==== RECORD SET ====

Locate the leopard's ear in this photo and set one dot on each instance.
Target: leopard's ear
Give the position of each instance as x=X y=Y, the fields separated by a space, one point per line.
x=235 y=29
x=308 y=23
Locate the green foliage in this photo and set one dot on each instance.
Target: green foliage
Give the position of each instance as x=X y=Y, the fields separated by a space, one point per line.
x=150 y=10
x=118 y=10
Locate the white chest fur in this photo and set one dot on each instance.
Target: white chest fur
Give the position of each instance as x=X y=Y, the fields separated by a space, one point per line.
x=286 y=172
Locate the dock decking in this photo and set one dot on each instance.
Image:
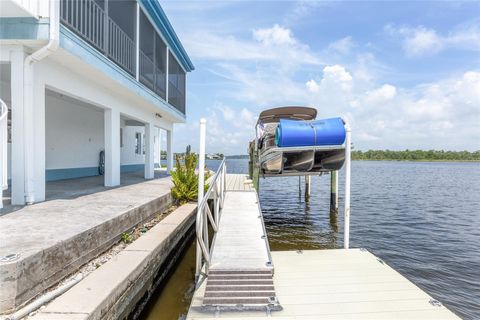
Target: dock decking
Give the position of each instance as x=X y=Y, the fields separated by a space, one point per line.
x=240 y=276
x=239 y=182
x=313 y=284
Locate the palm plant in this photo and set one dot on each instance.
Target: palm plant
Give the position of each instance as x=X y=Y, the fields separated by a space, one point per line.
x=185 y=180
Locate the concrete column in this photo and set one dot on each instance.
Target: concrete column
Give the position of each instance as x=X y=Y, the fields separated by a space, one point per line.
x=18 y=152
x=39 y=139
x=112 y=147
x=169 y=150
x=149 y=151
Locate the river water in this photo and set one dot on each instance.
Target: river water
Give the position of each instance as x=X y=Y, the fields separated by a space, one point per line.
x=421 y=218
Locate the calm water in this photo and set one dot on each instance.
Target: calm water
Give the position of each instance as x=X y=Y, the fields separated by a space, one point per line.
x=423 y=219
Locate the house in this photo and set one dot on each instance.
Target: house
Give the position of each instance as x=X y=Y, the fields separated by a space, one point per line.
x=92 y=87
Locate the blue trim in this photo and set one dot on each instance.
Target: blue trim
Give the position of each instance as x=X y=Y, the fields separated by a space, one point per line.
x=70 y=173
x=156 y=13
x=74 y=173
x=132 y=168
x=80 y=48
x=24 y=28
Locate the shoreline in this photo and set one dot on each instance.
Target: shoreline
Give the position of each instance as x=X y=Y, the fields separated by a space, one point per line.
x=416 y=160
x=400 y=160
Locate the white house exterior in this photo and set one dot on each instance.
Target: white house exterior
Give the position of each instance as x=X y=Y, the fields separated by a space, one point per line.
x=82 y=76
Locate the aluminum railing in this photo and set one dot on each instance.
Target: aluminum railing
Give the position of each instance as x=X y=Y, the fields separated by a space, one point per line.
x=121 y=48
x=3 y=147
x=216 y=192
x=146 y=70
x=90 y=21
x=87 y=19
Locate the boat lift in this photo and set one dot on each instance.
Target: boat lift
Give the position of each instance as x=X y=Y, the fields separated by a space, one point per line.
x=269 y=159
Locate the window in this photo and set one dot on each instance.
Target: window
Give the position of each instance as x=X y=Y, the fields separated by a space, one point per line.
x=176 y=84
x=138 y=143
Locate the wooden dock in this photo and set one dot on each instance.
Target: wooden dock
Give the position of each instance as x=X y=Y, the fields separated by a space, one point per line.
x=247 y=281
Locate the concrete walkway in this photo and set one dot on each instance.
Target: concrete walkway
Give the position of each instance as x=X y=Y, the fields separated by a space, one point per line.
x=49 y=240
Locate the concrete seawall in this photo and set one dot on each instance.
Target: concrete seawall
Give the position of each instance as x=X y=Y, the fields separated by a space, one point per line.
x=51 y=240
x=120 y=287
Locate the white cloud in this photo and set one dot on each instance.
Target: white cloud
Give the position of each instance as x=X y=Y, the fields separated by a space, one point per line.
x=275 y=44
x=336 y=75
x=275 y=35
x=418 y=41
x=312 y=86
x=382 y=94
x=343 y=46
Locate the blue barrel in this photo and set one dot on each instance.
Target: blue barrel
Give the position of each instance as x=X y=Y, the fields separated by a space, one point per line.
x=297 y=133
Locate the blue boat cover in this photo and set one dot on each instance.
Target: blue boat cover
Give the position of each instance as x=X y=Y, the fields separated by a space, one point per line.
x=298 y=133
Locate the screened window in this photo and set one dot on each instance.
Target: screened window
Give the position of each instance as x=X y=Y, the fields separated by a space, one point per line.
x=176 y=84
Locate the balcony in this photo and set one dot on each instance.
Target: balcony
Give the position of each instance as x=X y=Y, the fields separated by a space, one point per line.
x=110 y=26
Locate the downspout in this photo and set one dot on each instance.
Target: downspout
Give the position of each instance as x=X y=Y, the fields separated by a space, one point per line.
x=28 y=92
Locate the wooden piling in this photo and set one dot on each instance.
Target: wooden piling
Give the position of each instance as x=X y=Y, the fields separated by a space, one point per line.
x=254 y=166
x=307 y=187
x=333 y=192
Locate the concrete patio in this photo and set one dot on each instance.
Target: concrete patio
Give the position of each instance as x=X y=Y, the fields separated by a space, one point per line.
x=42 y=243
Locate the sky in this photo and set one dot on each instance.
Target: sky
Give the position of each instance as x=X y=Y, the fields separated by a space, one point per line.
x=405 y=74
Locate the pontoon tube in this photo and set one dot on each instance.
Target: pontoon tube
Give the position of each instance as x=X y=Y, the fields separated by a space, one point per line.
x=293 y=133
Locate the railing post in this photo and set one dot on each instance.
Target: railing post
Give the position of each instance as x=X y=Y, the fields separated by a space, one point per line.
x=137 y=42
x=105 y=29
x=3 y=148
x=346 y=231
x=201 y=184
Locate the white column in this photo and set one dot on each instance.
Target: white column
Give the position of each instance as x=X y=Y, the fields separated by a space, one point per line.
x=39 y=139
x=149 y=151
x=112 y=147
x=137 y=42
x=18 y=153
x=169 y=150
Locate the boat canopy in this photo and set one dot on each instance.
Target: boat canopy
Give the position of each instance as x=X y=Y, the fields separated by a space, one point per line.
x=294 y=113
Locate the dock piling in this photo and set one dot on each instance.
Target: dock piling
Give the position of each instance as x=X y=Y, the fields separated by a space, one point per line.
x=201 y=183
x=307 y=188
x=334 y=192
x=346 y=218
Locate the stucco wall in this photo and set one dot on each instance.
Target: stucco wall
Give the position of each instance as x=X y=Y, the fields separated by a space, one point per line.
x=74 y=136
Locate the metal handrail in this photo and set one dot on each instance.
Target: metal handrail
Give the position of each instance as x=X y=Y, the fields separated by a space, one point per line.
x=3 y=147
x=216 y=190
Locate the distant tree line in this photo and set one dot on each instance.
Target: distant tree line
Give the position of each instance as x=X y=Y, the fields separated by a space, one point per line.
x=416 y=155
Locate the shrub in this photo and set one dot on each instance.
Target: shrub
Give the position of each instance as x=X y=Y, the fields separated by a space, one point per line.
x=185 y=180
x=127 y=237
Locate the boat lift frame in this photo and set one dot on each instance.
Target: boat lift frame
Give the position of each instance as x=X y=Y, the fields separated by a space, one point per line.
x=217 y=189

====

GIVEN PROBLEM: Output the stretch of items from the line containing "Locate the balcony" through the line containing "x=333 y=192", both ends included, as a JSON list of strings with one string per line and blank lines omitted.

COMPLETE ANSWER:
[
  "Locate the balcony in this photo and set one dot on each instance.",
  "Target: balcony",
  "Give the position of each instance as x=X y=Y, the fields separated by a space, one point per line.",
  "x=110 y=26",
  "Locate the downspout in this photo and set one dot on each instance.",
  "Target: downspout",
  "Give the position of each instance as x=X y=Y, the fields separated by a space, one point per line.",
  "x=28 y=92",
  "Locate the wooden piling in this photo and set one dot on each instance.",
  "Target: wooden piling",
  "Give the position of each instance as x=X y=Y, the fields separated by a space, one point per line.",
  "x=254 y=166",
  "x=307 y=187",
  "x=333 y=192"
]